The IRS has historically allowed a portion of Bituach Leumi to be credited as a foreign income tax. The rationale is that part of the Bituach Leumi payment exceeds what would be actuarially necessary to fund the benefits and therefore functions as a general revenue tax on income. However, the IRS does not allow you to credit the entire Bituach Leumi payment.

In practice, the creditable portion of Bituach Leumi requires analysis of the specific rates and brackets in effect during the tax year. Many preparers use a reasonable allocation methodology, typically crediting approximately 50-70% of the Bituach Leumi payment as an income tax. This is an area where professional guidance is essential because the IRS has not published a definitive percentage, and the allocation can be challenged on audit.

Why Health Tax Is Not Creditable

Americans in Israel sometimes assume that because Health Tax (Mas Briut) is deducted from their paycheck alongside income tax and Bituach Leumi, it should also be creditable. It is not. The IRS views Health Tax as a payment for specific government services (healthcare), not as a general income tax. This means approximately 3.1-5% of your gross income paid as Health Tax generates zero US tax benefit. There is no workaround for this.

Income Categories (Baskets) on Form 1116

One of the most important concepts on Form 1116 is the "basket" system. The IRS requires you to separate your foreign income and taxes into categories, and the FTC limitation is applied separately to each category. You cannot use excess credits from one basket to offset taxes in another.

General Category Income

This basket covers most active income:

For most Americans working in Israel, the general category basket is where the bulk of their income and credits fall. Because Israeli marginal tax rates on employment income (up to 50%) typically exceed US rates (up to 37% federal), Americans in Israel frequently generate excess credits in this basket.

==================================================

## To do:
• A. In the passage on Israeli taxes and Form 1116, why does the IRS not treat Health Tax as a creditable income tax?
• B. Resume the passage on Israeli taxes and Form 1116 from the point where it stops.
The listing that follows plays no part in this work.

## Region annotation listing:
==================================================

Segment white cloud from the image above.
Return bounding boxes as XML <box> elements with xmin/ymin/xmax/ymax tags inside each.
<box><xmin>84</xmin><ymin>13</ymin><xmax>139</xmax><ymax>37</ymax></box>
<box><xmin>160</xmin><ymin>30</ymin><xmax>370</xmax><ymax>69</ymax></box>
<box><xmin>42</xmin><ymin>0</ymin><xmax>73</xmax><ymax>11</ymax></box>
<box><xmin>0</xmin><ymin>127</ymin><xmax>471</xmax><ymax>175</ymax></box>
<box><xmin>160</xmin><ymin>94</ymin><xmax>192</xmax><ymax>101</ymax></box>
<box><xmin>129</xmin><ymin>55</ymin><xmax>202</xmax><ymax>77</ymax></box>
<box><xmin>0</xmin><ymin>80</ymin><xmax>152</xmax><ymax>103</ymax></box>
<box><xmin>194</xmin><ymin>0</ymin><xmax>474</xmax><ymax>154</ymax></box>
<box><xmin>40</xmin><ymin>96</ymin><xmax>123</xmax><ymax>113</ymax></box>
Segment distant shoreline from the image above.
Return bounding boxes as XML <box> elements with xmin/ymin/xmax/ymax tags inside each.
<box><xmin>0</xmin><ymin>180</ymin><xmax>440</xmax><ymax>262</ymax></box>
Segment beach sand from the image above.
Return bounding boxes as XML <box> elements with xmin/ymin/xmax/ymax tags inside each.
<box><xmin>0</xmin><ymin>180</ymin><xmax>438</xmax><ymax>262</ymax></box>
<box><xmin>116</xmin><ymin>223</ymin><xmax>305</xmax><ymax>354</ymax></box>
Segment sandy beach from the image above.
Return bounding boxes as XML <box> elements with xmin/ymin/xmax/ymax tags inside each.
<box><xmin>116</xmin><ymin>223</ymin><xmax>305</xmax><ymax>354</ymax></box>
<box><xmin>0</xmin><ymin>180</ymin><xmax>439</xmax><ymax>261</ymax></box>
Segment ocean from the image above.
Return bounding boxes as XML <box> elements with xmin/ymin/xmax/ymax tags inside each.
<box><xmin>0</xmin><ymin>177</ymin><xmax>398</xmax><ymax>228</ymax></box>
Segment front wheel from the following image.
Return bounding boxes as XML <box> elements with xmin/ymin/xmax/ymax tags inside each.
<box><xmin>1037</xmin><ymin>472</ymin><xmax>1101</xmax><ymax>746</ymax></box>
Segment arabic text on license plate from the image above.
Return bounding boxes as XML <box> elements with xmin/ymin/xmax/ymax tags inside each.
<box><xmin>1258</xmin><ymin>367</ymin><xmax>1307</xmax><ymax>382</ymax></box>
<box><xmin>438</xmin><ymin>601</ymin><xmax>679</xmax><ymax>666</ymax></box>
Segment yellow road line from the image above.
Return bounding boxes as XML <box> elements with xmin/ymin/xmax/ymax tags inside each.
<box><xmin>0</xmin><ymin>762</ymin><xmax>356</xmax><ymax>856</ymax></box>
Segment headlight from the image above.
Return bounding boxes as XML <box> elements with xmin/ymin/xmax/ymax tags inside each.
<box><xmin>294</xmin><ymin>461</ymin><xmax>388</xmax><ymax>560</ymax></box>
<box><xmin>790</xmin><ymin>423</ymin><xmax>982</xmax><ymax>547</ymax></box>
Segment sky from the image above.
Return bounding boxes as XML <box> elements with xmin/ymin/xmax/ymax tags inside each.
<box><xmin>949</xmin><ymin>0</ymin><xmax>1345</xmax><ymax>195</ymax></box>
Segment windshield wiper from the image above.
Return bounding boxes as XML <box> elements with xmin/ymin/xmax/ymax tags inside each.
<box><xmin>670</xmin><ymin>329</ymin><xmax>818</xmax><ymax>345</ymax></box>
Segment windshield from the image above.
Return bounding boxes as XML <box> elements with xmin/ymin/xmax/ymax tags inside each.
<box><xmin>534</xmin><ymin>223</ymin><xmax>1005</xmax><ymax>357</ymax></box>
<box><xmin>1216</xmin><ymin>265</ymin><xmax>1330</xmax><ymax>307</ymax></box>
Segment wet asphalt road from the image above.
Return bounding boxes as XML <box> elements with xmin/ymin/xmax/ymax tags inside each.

==================================================

## Expected outputs:
• A. The IRS views Health Tax as a payment for specific government services (healthcare), not as a general income tax.

• B.
Passive Category Income

This basket covers investment and passive income:

The passive basket is particularly important for Americans with Israeli investment accounts, rental properties, or who receive dividends from Israeli companies. Israeli withholding tax on dividends (25-30%) and interest (15-25%) goes into this basket.

Section 901(j) Income

This category applies to income from countries subject to US sanctions or countries with which the US has severed diplomatic relations. Israel is not a Section 901(j) country, so this basket is irrelevant for Israeli-source income. However, if you have income from other countries that fall into this category, those taxes cannot be mixed with your Israeli taxes.

Why Baskets Matter: A Practical Example

Suppose you pay $40,000 in Israeli income tax on your salary (general category) and $2,000 in Israeli withholding tax on bank interest (passive category). Your US tax on the salary income is $25,000, and your US tax on the interest income is $3,000.

In the general basket, you have $40,000 of Israeli tax but can only credit $25,000 (the US tax limit). You have $15,000 of excess credits in this basket. In the passive basket, you have $2,000 of Israeli tax and $3,000 of US tax, so you can use all $2,000, leaving $1,000 of US tax still owed on the interest.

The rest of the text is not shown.